::: Vorliegender Text :::
Der kolumbianische Präsident Gustavo Petro informierte sich am Samstag im Militärhospital in Bogotá über den Gesundheitszustand der Geschwister. "Die Kinder erholen sich. Sie nehmen Flüssigkeit zu sich. Aber sie können noch keine Nahrung aufnehmen", sagte Verteidigungsminister Iván Velásquez nach dem Besuch. Der Militärarzt Carlos Rincón Arango sagte, die Kinder hätten eine Reihe leichter Verletzungen und seien mangelernährt. Sie befänden sich angesichts der Umstände aber in einem akzeptablen Zustand. Er rechne mit einem Krankenhausaufenthalt von zwei bis drei Wochen.
Die vier Kinder waren nach wochenlanger Suche im kolumbianischen Regenwald gefunden worden. Ein doppeltes Wunder, denn die Geschwister überlebten nicht nur einen Flugzeugabsturz, sondern auch 40 Tage im dichten Dschungel. Das Überleben der vier indigenen Kinder führte ihre Großmutter vor allem auf die kämpferische Natur des ältesten Mädchens Lesly zurück. Sie nannte ihre Enkelin eine „Kriegerin", die das Überleben der Kinder im Dschungel gesichert habe. „Sie hat sich schon immer regelmäßig um ihre Brüder und Schwestern gekümmert, wenn ihre Mutter gearbeitet hat", sagte sie.
"Eine Freude für das ganze Land. Die vier Kinder, die seit 40 Tagen im kolumbianischen Regenwald vermisst wurden, sind lebend gefunden worden", schrieb Petro auf Twitter. Dazu veröffentlichte er ein Foto von Soldaten und Indigenen im Dschungel, die die Kinder mit Wasser und Essen versorgten.
"Die gemeinsamen Anstrengungen haben diese Freude für Kolumbien ermöglicht", sagte der Kommandeur der Streitkräfte, General Helder Fernan Giraldo Bonilla. Auf Fotos des Militärs waren die Kinder zu sehen, das kleinste auf dem Arm eines Soldaten, die drei anderen auf Plastikplanen auf dem Boden sitzend. Später war in einem Video der Luftfahrtbehörde zu sehen, wie die Kinder in einen Hubschrauber gehoben wurden.
::: Zeilenauszüge :::
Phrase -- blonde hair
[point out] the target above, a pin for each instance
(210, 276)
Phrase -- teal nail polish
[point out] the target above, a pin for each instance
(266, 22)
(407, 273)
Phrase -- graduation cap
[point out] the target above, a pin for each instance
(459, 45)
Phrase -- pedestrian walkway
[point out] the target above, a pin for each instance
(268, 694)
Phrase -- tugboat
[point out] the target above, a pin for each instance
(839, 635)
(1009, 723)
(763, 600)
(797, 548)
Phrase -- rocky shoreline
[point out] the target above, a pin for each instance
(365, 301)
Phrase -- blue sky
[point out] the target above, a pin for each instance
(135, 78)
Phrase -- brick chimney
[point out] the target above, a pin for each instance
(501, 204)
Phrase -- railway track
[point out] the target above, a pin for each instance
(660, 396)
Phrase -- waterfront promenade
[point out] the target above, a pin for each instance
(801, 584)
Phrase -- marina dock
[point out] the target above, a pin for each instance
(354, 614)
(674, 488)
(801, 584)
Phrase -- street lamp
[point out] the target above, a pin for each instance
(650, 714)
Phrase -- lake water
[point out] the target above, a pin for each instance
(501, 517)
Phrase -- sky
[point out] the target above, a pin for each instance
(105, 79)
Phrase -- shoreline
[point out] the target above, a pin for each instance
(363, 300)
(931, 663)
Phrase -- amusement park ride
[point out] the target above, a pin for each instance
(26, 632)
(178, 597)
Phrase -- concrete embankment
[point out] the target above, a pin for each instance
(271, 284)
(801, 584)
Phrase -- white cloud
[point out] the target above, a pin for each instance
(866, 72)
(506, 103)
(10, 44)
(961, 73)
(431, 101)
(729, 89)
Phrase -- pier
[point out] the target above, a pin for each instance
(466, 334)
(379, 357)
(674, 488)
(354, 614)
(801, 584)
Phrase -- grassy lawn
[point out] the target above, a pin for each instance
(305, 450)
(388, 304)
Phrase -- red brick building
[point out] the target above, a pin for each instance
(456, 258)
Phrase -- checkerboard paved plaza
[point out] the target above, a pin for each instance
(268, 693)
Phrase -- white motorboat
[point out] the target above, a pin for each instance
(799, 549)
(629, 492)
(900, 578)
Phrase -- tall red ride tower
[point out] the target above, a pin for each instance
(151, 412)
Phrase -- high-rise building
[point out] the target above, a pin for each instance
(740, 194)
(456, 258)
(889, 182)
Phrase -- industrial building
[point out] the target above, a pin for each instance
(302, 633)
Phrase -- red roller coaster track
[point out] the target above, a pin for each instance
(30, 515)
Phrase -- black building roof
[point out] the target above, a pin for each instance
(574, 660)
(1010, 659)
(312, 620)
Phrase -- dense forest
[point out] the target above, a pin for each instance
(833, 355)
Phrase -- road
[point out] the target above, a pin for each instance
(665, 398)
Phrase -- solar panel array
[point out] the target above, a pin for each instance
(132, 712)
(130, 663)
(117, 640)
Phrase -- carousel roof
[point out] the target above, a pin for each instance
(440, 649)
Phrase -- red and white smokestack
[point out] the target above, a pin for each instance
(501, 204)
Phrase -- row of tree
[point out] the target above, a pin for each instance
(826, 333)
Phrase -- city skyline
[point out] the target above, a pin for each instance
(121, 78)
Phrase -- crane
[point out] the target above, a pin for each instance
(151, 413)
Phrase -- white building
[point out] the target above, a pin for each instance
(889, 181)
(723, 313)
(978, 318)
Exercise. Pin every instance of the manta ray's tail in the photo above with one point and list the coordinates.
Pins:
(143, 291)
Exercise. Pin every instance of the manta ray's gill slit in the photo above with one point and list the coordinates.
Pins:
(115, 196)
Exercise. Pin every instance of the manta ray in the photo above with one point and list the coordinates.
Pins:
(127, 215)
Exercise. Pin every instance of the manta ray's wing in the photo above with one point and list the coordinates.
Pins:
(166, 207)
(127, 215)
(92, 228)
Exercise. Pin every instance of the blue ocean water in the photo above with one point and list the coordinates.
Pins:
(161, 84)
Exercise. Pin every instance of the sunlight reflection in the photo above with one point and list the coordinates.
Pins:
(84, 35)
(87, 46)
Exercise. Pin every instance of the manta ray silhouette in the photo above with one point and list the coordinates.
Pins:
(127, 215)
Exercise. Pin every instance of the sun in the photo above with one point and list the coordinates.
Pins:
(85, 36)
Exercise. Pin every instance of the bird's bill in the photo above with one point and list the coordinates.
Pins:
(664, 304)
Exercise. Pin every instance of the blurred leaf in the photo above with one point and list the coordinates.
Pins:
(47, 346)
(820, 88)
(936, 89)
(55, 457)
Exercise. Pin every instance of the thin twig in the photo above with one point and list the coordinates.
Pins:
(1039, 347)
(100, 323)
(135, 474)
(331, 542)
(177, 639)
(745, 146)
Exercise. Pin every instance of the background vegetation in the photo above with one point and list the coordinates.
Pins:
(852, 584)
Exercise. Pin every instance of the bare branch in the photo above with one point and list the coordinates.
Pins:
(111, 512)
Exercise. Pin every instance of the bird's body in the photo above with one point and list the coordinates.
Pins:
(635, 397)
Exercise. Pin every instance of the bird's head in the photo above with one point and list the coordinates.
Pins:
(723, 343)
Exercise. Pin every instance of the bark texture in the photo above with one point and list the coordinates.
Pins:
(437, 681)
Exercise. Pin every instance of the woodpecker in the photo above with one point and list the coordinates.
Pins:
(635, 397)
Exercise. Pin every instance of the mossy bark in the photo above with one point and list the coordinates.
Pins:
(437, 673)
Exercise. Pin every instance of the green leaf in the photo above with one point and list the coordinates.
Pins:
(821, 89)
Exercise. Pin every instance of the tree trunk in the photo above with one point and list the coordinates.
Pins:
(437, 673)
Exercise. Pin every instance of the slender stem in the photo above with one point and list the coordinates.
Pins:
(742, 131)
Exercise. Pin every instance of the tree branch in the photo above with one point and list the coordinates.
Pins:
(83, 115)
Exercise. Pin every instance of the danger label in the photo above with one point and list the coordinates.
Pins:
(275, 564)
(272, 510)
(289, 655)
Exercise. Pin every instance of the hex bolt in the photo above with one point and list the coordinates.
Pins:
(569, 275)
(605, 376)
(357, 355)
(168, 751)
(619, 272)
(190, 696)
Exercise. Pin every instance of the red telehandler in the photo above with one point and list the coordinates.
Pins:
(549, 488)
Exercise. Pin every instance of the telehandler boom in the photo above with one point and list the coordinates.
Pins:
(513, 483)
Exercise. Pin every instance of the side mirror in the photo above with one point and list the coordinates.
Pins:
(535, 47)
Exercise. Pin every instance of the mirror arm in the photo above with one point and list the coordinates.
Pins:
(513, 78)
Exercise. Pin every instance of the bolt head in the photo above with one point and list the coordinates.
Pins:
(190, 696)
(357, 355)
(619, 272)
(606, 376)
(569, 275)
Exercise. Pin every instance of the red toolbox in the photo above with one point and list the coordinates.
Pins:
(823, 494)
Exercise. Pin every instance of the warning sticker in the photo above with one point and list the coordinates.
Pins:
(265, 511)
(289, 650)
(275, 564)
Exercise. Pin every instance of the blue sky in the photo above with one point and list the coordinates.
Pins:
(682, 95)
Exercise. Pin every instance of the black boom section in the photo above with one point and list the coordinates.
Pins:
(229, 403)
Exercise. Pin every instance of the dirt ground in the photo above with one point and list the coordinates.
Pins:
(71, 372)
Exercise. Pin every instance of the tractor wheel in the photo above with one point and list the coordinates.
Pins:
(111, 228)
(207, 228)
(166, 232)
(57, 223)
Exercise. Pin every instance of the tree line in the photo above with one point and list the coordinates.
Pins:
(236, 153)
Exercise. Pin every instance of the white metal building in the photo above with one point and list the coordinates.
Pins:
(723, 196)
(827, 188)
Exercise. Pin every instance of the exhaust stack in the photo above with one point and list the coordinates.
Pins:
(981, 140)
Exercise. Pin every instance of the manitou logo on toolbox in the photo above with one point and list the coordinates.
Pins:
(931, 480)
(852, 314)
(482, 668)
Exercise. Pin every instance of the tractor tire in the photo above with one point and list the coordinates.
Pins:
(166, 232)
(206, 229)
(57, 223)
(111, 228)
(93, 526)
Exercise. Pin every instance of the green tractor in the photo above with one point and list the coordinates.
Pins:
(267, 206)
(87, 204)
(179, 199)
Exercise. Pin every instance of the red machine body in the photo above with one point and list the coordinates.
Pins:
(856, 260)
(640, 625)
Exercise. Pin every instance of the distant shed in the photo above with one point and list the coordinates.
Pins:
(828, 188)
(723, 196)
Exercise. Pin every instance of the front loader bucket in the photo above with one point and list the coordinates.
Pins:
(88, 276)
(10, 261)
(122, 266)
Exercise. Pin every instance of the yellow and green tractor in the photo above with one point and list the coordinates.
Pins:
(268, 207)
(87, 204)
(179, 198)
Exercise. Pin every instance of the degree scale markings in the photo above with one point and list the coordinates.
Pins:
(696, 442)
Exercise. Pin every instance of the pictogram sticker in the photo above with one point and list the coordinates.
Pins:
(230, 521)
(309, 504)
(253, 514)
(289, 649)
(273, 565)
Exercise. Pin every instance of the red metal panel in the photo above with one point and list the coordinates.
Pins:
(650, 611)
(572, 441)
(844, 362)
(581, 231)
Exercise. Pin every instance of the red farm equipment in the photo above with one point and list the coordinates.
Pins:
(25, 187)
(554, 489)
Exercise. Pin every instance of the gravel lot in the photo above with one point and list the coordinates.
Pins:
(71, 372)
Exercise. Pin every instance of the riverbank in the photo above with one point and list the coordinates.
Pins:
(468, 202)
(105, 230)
:::
- [Aufgaben]:
a) Nenne alle Personen, die im Text über die geretteten Kinder mit Namen erwähnt werden.
b) Mit wie langem Krankenhausaufenthalt rechnet der Militärarzt laut dem Text über die geretteten Kinder?
c) Kopiere aus dem Text über die geretteten Kinder wortgetreu den Abschnitt, der mit „Die vier Kinder waren“ beginnt und mit „und Essen versorgten.“ endet.

- [Erwartete Antworten]:
a) Gustavo Petro, Iván Velásquez, Carlos Rincón Arango, Lesly, Helder Fernan Giraldo Bonilla

b) Mit zwei bis drei Wochen.

c)
Die vier Kinder waren nach wochenlanger Suche im kolumbianischen Regenwald gefunden worden. Ein doppeltes Wunder, denn die Geschwister überlebten nicht nur einen Flugzeugabsturz, sondern auch 40 Tage im dichten Dschungel. Das Überleben der vier indigenen Kinder führte ihre Großmutter vor allem auf die kämpferische Natur des ältesten Mädchens Lesly zurück. Sie nannte ihre Enkelin eine „Kriegerin", die das Überleben der Kinder im Dschungel gesichert habe. „Sie hat sich schon immer regelmäßig um ihre Brüder und Schwestern gekümmert, wenn ihre Mutter gearbeitet hat", sagte sie.
"Eine Freude für das ganze Land. Die vier Kinder, die seit 40 Tagen im kolumbianischen Regenwald vermisst wurden, sind lebend gefunden worden", schrieb Petro auf Twitter. Dazu veröffentlichte er ein Foto von Soldaten und Indigenen im Dschungel, die die Kinder mit Wasser und Essen versorgten.